Copy all of the data below without altering a single line.
****
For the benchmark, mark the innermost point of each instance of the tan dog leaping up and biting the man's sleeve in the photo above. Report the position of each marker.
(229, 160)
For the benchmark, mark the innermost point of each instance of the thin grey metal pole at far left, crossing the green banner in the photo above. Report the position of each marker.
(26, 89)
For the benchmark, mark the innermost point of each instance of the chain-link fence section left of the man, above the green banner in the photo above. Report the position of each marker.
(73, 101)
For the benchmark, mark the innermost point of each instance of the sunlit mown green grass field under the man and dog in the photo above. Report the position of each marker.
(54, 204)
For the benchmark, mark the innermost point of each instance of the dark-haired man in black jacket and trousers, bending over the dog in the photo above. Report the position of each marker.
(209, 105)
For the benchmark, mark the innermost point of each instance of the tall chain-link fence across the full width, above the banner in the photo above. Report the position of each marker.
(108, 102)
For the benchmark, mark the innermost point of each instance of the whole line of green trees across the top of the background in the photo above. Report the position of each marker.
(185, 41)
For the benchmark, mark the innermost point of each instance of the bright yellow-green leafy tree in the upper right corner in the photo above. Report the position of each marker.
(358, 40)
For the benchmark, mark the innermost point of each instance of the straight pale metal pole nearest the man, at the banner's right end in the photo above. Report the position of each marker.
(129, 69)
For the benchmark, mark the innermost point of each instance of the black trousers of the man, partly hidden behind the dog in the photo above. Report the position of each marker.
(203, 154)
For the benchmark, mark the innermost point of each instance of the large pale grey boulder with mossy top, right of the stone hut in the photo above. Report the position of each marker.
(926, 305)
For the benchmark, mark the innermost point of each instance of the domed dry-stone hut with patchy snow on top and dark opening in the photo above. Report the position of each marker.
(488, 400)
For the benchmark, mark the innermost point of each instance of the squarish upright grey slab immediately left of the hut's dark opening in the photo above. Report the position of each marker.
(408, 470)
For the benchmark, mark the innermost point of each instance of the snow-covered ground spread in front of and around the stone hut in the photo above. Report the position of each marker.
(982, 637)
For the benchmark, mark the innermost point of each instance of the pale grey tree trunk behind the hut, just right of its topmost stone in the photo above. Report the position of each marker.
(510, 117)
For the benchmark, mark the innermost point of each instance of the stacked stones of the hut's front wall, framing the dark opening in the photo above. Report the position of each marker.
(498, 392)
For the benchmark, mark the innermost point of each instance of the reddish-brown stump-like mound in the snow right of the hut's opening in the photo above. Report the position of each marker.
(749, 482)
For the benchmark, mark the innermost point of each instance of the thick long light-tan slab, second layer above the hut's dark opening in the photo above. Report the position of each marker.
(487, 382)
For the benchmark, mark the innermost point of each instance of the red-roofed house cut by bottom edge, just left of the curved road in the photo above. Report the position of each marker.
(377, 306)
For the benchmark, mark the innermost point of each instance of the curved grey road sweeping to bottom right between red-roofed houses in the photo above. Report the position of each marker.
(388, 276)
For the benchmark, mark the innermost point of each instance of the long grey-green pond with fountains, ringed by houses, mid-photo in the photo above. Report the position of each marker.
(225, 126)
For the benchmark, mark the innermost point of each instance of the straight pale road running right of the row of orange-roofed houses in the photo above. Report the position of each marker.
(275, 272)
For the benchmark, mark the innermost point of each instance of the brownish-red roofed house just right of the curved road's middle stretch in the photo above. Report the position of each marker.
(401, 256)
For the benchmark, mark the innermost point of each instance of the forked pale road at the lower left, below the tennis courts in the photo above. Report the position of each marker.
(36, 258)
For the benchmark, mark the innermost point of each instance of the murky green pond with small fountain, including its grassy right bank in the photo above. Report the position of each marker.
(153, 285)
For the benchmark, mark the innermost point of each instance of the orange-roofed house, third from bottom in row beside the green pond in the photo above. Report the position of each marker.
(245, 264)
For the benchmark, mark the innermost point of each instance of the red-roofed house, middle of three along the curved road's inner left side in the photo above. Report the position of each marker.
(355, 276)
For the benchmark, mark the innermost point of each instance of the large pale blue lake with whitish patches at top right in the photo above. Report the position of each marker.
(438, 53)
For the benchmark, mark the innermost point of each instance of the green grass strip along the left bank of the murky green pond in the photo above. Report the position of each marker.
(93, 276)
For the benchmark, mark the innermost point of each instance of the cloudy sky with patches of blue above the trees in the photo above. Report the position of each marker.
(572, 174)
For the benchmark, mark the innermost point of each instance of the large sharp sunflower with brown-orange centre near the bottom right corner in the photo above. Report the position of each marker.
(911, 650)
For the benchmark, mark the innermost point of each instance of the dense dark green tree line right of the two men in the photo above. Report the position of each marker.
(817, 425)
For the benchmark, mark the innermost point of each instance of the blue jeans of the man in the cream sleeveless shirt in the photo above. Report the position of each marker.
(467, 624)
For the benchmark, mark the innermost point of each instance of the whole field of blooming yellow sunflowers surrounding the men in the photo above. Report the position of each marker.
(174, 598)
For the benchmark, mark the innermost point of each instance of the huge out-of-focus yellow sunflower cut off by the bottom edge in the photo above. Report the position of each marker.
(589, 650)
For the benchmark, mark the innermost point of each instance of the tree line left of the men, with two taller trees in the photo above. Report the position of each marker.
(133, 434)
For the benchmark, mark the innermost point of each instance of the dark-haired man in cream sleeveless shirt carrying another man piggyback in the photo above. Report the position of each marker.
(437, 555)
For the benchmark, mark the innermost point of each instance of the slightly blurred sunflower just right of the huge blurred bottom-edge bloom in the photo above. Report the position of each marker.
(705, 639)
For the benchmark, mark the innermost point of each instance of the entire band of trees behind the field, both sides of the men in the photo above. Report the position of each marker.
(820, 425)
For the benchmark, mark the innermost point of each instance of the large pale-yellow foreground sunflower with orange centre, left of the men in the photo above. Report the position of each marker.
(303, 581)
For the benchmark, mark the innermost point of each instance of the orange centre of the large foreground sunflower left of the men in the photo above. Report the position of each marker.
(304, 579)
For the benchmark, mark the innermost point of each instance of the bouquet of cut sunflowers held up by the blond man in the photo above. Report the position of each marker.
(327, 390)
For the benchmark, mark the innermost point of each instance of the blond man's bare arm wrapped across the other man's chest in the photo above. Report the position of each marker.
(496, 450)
****
* [Answer]:
For the benchmark, mark the innermost point of each instance of the tan dog leaping up and biting the man's sleeve in the photo above. Report the position of each marker.
(229, 160)
For the benchmark, mark the innermost point of each instance of the thin grey metal pole at far left, crossing the green banner in the photo above. Report the position of each marker.
(26, 89)
For the benchmark, mark the innermost point of each instance of the chain-link fence section left of the man, above the green banner in the photo above. Report the position of each marker.
(73, 101)
For the benchmark, mark the innermost point of each instance of the sunlit mown green grass field under the man and dog in the photo above. Report the position of each marker.
(54, 204)
For the benchmark, mark the innermost point of each instance of the dark-haired man in black jacket and trousers, bending over the dog in the photo above. Report the position of each marker.
(209, 105)
For the benchmark, mark the innermost point of each instance of the tall chain-link fence across the full width, above the banner in the photo above. Report the position of each marker.
(108, 102)
For the benchmark, mark the innermost point of each instance of the whole line of green trees across the top of the background in the photo above. Report the position of each marker.
(185, 41)
For the benchmark, mark the innermost point of each instance of the bright yellow-green leafy tree in the upper right corner in the photo above. Report the position of each marker.
(358, 40)
For the benchmark, mark the innermost point of each instance of the straight pale metal pole nearest the man, at the banner's right end in the photo above. Report the position of each marker.
(129, 69)
For the benchmark, mark the innermost point of each instance of the black trousers of the man, partly hidden behind the dog in the photo above. Report the position of each marker.
(203, 154)
For the benchmark, mark the innermost point of each instance of the large pale grey boulder with mossy top, right of the stone hut in the photo above. Report the position of each marker.
(926, 305)
For the benchmark, mark the innermost point of each instance of the domed dry-stone hut with patchy snow on top and dark opening in the photo above. Report the position of each marker.
(488, 400)
For the benchmark, mark the innermost point of each instance of the squarish upright grey slab immediately left of the hut's dark opening in the photo above. Report the position of each marker.
(408, 470)
For the benchmark, mark the innermost point of each instance of the snow-covered ground spread in front of and around the stone hut in the photo above. Report the position of each marker.
(982, 637)
For the benchmark, mark the innermost point of each instance of the pale grey tree trunk behind the hut, just right of its topmost stone in the photo above. Report the position of each marker.
(510, 117)
For the benchmark, mark the innermost point of each instance of the stacked stones of the hut's front wall, framing the dark opening in the photo above. Report the position of each marker.
(498, 392)
For the benchmark, mark the innermost point of each instance of the reddish-brown stump-like mound in the snow right of the hut's opening in the photo above. Report the position of each marker.
(749, 482)
For the benchmark, mark the innermost point of each instance of the thick long light-tan slab, second layer above the hut's dark opening in the photo above. Report the position of each marker.
(487, 382)
For the benchmark, mark the innermost point of each instance of the red-roofed house cut by bottom edge, just left of the curved road in the photo above. Report the position of each marker.
(377, 306)
For the benchmark, mark the innermost point of each instance of the curved grey road sweeping to bottom right between red-roofed houses in the photo above. Report the position of each marker.
(388, 276)
For the benchmark, mark the innermost point of each instance of the long grey-green pond with fountains, ringed by houses, mid-photo in the photo above. Report the position of each marker.
(225, 126)
For the benchmark, mark the innermost point of each instance of the straight pale road running right of the row of orange-roofed houses in the photo above. Report the position of each marker.
(275, 272)
For the benchmark, mark the innermost point of each instance of the brownish-red roofed house just right of the curved road's middle stretch in the photo above. Report the position of each marker.
(401, 256)
For the benchmark, mark the innermost point of each instance of the forked pale road at the lower left, below the tennis courts in the photo above. Report the position of each marker.
(36, 258)
For the benchmark, mark the innermost point of each instance of the murky green pond with small fountain, including its grassy right bank in the photo above. Report the position of each marker.
(153, 285)
For the benchmark, mark the innermost point of each instance of the orange-roofed house, third from bottom in row beside the green pond in the photo above. Report the position of each marker.
(245, 264)
For the benchmark, mark the innermost point of each instance of the red-roofed house, middle of three along the curved road's inner left side in the photo above. Report the position of each marker.
(355, 276)
For the benchmark, mark the innermost point of each instance of the large pale blue lake with whitish patches at top right in the photo above. Report the position of each marker.
(438, 53)
For the benchmark, mark the innermost point of each instance of the green grass strip along the left bank of the murky green pond in the photo above. Report the position of each marker.
(93, 276)
For the benchmark, mark the innermost point of each instance of the cloudy sky with patches of blue above the trees in the photo above. Report the position of each marker.
(572, 174)
For the benchmark, mark the innermost point of each instance of the large sharp sunflower with brown-orange centre near the bottom right corner in the photo above. Report the position of each marker.
(911, 650)
For the benchmark, mark the innermost point of each instance of the dense dark green tree line right of the two men in the photo above. Report the position of each marker.
(817, 425)
For the benchmark, mark the innermost point of each instance of the blue jeans of the man in the cream sleeveless shirt in the photo above. Report the position of each marker.
(467, 624)
For the benchmark, mark the innermost point of each instance of the whole field of blooming yellow sunflowers surrounding the men in the photo above. Report the position of each marker.
(174, 598)
For the benchmark, mark the innermost point of each instance of the huge out-of-focus yellow sunflower cut off by the bottom edge in the photo above. Report the position of each marker.
(589, 650)
For the benchmark, mark the innermost point of each instance of the tree line left of the men, with two taller trees in the photo above. Report the position of each marker.
(133, 434)
For the benchmark, mark the innermost point of each instance of the dark-haired man in cream sleeveless shirt carrying another man piggyback in the photo above. Report the position of each marker.
(437, 555)
For the benchmark, mark the innermost point of each instance of the slightly blurred sunflower just right of the huge blurred bottom-edge bloom in the photo above. Report the position of each marker.
(705, 639)
For the benchmark, mark the innermost point of each instance of the entire band of trees behind the field, both sides of the men in the photo above. Report the position of each marker.
(820, 425)
For the benchmark, mark the innermost point of each instance of the large pale-yellow foreground sunflower with orange centre, left of the men in the photo above. Report the position of each marker.
(303, 581)
For the benchmark, mark the innermost point of each instance of the orange centre of the large foreground sunflower left of the men in the photo above. Report the position of each marker.
(304, 579)
For the benchmark, mark the innermost point of each instance of the bouquet of cut sunflowers held up by the blond man in the photo above. Report the position of each marker.
(327, 390)
For the benchmark, mark the innermost point of each instance of the blond man's bare arm wrapped across the other man's chest in the photo above. Report the position of each marker.
(496, 450)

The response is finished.